--- start of Excerpt provided ---
Jasoda Dulal Adhikary Vs United Bank of India Ltd.

Calcutta High Court 12 Dec 1955 Civil Rule No. 3746 of 1954 (1957) 2 ILR (Cal) 706
Bench: Single Bench
Acts Referenced

Judgement Snapshot

Case Number

Civil Rule No. 3746 of 1954

Hon'ble Bench

Debabrata Mookerjee, J

Advocates

Hemanta Krishna Mitra, for the Appellant; Salil Kumar Datta, for the Respondent

Acts Referred

Civil Procedure Code, 1908 (CPC) — Section 115#Presidency Small Cause Courts Act, 1882 — Section 37, 38

Judgement Text

Translate:

Debabrata Mookerjee, J.@mdashThis application in revision is directed against an order of a Full Bench of the Calcutta Court of Small Causes

dated September 7, 1954, dismissing the Petitioner''s application for a new trial u/s 38 of the Presidency Small Cause Courts Act.

2. The facts briefly are that the Plaintiff-opposite party, United Bank of India Limited, brought a suit against the Defendant for recovery of a

balance of Rs. 537-10as.-8p. found due from the Defendant-Petitioner in respect of an overdraft account which the Defendant-Petitioner had with

the Bank.

3. In March, 1949, the Petitioner was granted privilege of overdraft on his account and the limit of accommodation was later on increased to a sum

of Its. 4,000 on condition that the Defendant agreed to pay to the Bank the sum due on the account with interest at 6 per cent, per annum at

monthly rests. A further condition attached was that the Defendant would furnish some security. This condition was fulfilled by the Defendant-

Petitioner by assigning in favour of the Bank a life insurance policy issued by the East Insurance Company Limited. This policy was accepted as

security for due payment of the overdraft account. If the Defendant-Petitioner failed to repay, the Plaintiff Bank in pursuance of their right to

surrender the policy, could appropriate proceeds of such surrender towards the liquidation of the debt. In addition to this, a promissory note was

executed in favour of the Bank and a letter of continuity incorporating the terms and conditions of the accomodation was given. A certain sum of

money having fallen due the opposite party upon due notice to the Petitioner, surrendered the policy and obtained the surrender value which was

appropriated towards liquidation of the debt which the Petitioner owed to the Bank in respect of the overdraft account. After adjustment a sum of

Its. 537-10as.-8p. was still found due and owing to the Bank ; for realisation of which the suit was instituted in the Court of Small Causes at

Calcutta.
--- end of Excerpt provided ---
--- start of Extracted data ---
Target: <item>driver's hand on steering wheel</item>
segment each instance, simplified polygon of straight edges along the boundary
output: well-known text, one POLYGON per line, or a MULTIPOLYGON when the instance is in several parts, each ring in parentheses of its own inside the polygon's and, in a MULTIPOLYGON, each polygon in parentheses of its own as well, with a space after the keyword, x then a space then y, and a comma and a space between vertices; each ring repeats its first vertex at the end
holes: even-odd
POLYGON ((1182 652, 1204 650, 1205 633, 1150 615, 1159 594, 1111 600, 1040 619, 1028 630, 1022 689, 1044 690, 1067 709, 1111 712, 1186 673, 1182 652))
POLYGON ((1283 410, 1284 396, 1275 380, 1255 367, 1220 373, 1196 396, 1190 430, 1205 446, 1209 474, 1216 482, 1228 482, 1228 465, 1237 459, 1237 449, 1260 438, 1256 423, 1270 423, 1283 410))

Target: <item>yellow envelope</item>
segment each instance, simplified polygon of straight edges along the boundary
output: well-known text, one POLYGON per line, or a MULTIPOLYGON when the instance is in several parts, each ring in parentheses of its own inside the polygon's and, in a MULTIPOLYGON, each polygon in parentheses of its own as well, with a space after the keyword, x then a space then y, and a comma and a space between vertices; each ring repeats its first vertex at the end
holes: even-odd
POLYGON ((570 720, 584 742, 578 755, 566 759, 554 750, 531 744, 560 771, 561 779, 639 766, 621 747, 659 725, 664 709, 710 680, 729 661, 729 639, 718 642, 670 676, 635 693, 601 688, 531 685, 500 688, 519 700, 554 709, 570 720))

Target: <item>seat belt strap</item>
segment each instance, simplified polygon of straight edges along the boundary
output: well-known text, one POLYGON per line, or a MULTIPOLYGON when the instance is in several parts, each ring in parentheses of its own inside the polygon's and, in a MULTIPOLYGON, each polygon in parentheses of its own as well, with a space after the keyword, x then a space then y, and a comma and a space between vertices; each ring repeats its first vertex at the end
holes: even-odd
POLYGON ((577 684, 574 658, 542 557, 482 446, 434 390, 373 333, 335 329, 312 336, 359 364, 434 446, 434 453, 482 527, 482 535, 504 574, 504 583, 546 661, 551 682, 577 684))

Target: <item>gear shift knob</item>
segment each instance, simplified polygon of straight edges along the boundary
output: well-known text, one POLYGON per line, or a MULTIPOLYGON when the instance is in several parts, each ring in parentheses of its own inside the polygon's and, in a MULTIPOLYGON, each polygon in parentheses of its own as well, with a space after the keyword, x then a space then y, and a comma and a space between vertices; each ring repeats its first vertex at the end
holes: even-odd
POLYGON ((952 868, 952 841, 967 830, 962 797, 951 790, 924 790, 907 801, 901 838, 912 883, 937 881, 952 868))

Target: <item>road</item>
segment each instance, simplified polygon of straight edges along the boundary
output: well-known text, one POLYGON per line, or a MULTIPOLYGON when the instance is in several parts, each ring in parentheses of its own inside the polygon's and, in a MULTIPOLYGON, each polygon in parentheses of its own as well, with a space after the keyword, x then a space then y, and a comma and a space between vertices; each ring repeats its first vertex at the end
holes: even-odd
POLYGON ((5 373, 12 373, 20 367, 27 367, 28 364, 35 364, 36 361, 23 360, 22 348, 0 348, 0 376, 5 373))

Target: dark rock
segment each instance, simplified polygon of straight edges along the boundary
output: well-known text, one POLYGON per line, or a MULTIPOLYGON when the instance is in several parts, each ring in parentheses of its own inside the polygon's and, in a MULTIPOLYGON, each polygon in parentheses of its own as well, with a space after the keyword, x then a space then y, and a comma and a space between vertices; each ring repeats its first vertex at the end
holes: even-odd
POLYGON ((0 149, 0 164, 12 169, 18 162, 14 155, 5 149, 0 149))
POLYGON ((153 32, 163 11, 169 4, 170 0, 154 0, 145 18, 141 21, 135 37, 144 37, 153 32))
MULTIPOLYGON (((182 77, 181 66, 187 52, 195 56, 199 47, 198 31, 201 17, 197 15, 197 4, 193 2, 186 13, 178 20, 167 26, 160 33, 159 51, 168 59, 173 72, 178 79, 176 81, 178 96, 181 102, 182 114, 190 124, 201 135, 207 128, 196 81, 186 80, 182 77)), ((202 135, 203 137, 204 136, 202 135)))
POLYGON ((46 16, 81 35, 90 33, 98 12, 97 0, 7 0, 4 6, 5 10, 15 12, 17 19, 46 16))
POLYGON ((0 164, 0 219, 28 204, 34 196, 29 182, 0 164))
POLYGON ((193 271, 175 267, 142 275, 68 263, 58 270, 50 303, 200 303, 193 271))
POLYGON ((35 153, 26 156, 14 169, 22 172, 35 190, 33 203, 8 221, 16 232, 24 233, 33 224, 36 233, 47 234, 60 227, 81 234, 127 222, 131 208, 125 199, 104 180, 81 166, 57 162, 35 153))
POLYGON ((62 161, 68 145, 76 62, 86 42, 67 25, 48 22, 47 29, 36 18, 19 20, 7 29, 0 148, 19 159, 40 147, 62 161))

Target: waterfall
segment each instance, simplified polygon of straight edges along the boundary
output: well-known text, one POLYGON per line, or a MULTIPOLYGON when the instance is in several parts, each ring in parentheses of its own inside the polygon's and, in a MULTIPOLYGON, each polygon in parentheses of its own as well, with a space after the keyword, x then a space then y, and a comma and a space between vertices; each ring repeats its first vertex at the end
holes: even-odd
--- end of Extracted data ---
**Directions for this task**:
Repeat the passage of the bank overdraft judgment between "Debabrata Mookerjee, J.@mdashThis" and "Cause Courts Act.", inclusive. These entries were taken from a separate source.

**The result**:
Debabrata Mookerjee, J.@mdashThis application in revision is directed against an order of a Full Bench of the Calcutta Court of Small Causes

dated September 7, 1954, dismissing the Petitioner''s application for a new trial u/s 38 of the Presidency Small Cause Courts Act.